■ WHAT IS REQUIRED
Please pick out every line in the data below that contains the word "duck", and copy each of those lines.

■ INPUT
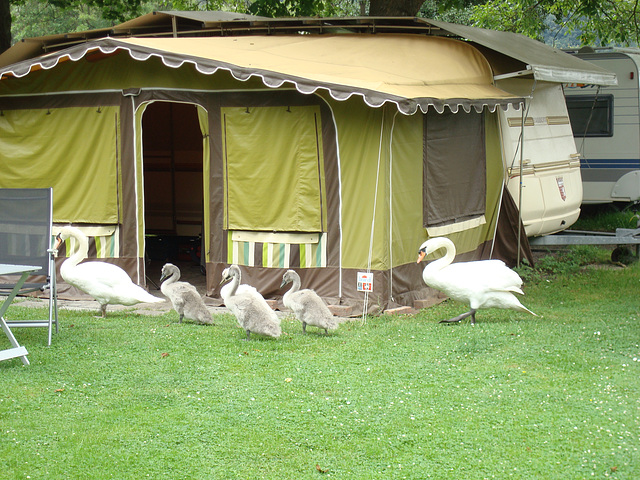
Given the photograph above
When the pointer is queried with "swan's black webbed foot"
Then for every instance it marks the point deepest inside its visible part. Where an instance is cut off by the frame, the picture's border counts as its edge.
(470, 313)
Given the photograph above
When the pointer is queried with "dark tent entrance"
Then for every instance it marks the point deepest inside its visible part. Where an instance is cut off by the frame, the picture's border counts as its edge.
(172, 150)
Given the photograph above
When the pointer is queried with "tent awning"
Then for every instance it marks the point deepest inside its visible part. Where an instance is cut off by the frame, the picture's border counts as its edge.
(542, 61)
(412, 71)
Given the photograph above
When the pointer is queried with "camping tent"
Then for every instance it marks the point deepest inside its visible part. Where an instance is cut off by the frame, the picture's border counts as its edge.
(333, 154)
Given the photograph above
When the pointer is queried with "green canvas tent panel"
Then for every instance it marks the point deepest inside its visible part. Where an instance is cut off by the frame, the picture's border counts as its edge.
(43, 139)
(331, 164)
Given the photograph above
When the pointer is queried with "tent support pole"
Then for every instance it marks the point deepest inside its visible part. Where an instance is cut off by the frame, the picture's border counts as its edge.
(520, 186)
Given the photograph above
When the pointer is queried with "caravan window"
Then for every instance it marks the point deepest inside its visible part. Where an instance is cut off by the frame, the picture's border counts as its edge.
(591, 115)
(454, 168)
(274, 171)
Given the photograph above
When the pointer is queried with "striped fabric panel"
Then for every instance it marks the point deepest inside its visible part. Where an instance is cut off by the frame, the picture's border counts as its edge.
(99, 247)
(277, 255)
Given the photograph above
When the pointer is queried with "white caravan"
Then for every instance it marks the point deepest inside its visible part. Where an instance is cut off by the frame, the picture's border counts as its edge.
(606, 127)
(546, 185)
(548, 179)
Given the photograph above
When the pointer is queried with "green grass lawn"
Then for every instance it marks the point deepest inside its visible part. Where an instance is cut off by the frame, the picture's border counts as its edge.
(516, 396)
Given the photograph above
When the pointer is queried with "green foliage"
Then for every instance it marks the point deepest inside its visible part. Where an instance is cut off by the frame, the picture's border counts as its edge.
(35, 18)
(606, 218)
(292, 8)
(596, 23)
(516, 396)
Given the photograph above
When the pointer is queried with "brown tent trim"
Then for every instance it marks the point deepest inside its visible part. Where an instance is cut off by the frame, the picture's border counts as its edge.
(407, 106)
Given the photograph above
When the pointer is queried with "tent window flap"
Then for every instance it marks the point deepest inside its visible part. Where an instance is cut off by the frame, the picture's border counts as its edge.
(454, 170)
(39, 148)
(274, 172)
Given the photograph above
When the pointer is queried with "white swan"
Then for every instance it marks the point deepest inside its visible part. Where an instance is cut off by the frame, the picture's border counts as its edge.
(306, 304)
(250, 308)
(184, 297)
(107, 283)
(480, 284)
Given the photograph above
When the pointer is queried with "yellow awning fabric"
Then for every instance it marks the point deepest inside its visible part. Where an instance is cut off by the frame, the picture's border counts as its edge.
(412, 71)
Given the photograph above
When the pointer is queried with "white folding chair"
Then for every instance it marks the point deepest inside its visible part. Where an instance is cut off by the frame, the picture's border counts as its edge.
(26, 216)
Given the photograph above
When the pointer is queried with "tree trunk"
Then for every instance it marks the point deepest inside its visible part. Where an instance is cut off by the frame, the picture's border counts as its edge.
(5, 25)
(394, 8)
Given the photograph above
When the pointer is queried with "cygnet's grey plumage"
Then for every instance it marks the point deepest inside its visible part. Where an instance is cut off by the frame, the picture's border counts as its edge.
(249, 307)
(307, 306)
(184, 297)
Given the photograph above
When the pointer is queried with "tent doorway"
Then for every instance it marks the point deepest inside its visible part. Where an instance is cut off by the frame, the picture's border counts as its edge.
(173, 190)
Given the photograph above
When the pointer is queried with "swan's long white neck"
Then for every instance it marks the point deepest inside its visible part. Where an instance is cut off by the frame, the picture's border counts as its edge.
(442, 262)
(82, 249)
(235, 281)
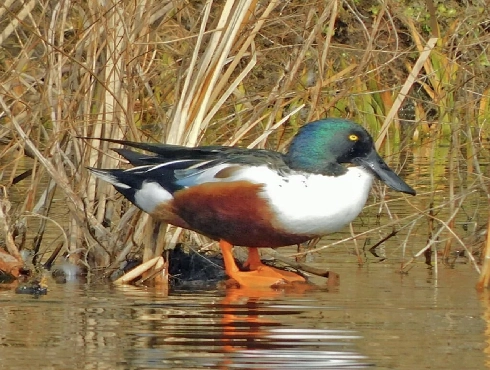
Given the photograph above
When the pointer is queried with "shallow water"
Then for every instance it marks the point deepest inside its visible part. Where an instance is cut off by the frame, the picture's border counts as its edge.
(376, 318)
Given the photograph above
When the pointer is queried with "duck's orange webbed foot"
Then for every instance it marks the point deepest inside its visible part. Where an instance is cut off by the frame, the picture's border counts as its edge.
(260, 276)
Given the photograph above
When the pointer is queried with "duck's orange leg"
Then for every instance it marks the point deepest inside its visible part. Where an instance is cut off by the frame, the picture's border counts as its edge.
(254, 263)
(261, 276)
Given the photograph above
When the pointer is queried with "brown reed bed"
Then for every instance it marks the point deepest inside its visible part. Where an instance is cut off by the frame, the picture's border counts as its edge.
(235, 72)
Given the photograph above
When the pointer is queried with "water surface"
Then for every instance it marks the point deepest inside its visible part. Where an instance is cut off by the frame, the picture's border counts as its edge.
(376, 318)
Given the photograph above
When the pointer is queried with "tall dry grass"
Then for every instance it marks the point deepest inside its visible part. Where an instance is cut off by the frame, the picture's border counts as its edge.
(232, 72)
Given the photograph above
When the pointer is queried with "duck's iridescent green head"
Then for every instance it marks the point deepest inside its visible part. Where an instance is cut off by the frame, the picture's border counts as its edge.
(323, 146)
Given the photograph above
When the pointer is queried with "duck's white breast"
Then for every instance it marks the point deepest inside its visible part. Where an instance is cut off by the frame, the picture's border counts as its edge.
(316, 204)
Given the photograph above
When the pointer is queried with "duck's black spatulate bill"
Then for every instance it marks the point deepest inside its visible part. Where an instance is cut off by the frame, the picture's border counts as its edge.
(374, 163)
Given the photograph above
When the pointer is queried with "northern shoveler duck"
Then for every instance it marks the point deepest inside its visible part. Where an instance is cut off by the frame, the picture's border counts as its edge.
(254, 197)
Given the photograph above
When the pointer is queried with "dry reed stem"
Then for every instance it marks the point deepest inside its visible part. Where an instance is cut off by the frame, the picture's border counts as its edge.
(139, 270)
(412, 77)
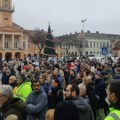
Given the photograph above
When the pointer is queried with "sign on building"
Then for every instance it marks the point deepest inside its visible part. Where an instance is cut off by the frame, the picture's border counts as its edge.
(104, 51)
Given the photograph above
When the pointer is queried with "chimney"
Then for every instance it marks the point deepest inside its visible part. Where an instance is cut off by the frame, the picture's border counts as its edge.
(81, 31)
(97, 32)
(88, 31)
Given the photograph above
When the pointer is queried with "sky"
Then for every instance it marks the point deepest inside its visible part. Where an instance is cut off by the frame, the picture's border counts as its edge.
(65, 16)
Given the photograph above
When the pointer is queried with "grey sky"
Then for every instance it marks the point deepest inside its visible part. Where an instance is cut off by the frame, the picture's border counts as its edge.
(65, 15)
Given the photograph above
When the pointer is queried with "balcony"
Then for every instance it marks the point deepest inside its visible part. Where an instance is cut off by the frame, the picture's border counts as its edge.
(7, 9)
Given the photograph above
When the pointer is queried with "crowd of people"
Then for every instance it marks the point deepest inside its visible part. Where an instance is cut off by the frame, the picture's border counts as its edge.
(76, 89)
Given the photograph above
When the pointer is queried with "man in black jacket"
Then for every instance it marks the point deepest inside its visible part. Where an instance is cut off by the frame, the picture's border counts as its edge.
(74, 107)
(10, 105)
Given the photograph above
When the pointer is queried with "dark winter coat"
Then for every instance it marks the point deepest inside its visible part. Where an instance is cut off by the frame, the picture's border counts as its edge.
(100, 92)
(55, 97)
(14, 106)
(36, 105)
(77, 109)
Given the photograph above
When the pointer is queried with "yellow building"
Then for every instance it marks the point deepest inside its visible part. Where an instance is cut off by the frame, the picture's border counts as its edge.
(14, 41)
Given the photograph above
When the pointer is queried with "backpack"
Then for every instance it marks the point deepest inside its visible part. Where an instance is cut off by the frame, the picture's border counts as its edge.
(113, 115)
(66, 110)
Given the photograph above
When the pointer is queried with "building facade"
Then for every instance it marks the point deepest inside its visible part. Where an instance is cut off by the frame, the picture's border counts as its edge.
(90, 44)
(14, 40)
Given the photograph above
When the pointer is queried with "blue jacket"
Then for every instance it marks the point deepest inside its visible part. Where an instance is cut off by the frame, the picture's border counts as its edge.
(100, 92)
(36, 105)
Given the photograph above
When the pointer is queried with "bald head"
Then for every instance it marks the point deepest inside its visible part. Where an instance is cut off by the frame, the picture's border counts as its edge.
(12, 78)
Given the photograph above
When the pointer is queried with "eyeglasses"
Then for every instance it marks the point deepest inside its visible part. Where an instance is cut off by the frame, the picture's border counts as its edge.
(66, 90)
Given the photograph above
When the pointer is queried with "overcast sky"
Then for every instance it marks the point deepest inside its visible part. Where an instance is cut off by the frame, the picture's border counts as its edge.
(65, 15)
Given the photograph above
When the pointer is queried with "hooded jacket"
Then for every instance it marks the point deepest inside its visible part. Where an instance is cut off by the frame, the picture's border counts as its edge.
(36, 105)
(77, 109)
(14, 106)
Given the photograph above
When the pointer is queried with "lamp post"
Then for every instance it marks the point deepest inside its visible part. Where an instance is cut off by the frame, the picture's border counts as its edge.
(83, 21)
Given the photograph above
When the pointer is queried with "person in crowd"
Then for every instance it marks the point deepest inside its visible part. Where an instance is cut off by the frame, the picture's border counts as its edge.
(36, 103)
(100, 95)
(10, 105)
(66, 75)
(113, 96)
(90, 91)
(50, 114)
(5, 75)
(74, 107)
(78, 78)
(107, 72)
(13, 83)
(11, 117)
(57, 76)
(82, 92)
(37, 72)
(24, 87)
(72, 76)
(55, 95)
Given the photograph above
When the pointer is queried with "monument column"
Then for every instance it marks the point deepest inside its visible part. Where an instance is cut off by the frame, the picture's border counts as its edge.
(3, 41)
(13, 47)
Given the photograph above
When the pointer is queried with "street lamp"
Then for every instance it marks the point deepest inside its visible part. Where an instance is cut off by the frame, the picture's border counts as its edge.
(83, 23)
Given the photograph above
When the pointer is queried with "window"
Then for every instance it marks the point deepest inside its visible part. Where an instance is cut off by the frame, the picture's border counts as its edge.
(29, 45)
(94, 44)
(6, 44)
(91, 44)
(16, 44)
(24, 45)
(100, 44)
(91, 52)
(97, 44)
(104, 44)
(5, 18)
(107, 44)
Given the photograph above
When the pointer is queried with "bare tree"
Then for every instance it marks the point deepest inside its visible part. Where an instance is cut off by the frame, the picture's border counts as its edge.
(39, 38)
(66, 46)
(80, 44)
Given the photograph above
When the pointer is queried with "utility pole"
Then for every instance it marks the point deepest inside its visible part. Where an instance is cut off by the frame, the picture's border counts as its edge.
(83, 21)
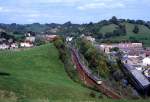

■ TASK RESPONSE
When the pointer is queried with "duck's orange webbed foot"
When the pointer is queried with "duck's orange leg"
When the pointer is queried with "duck's iridescent green head"
When the pointer is queried with "duck's white breast"
When the pointer is queried with "duck's black spatulate bill"
When the pointer is queried with "northern shoveler duck"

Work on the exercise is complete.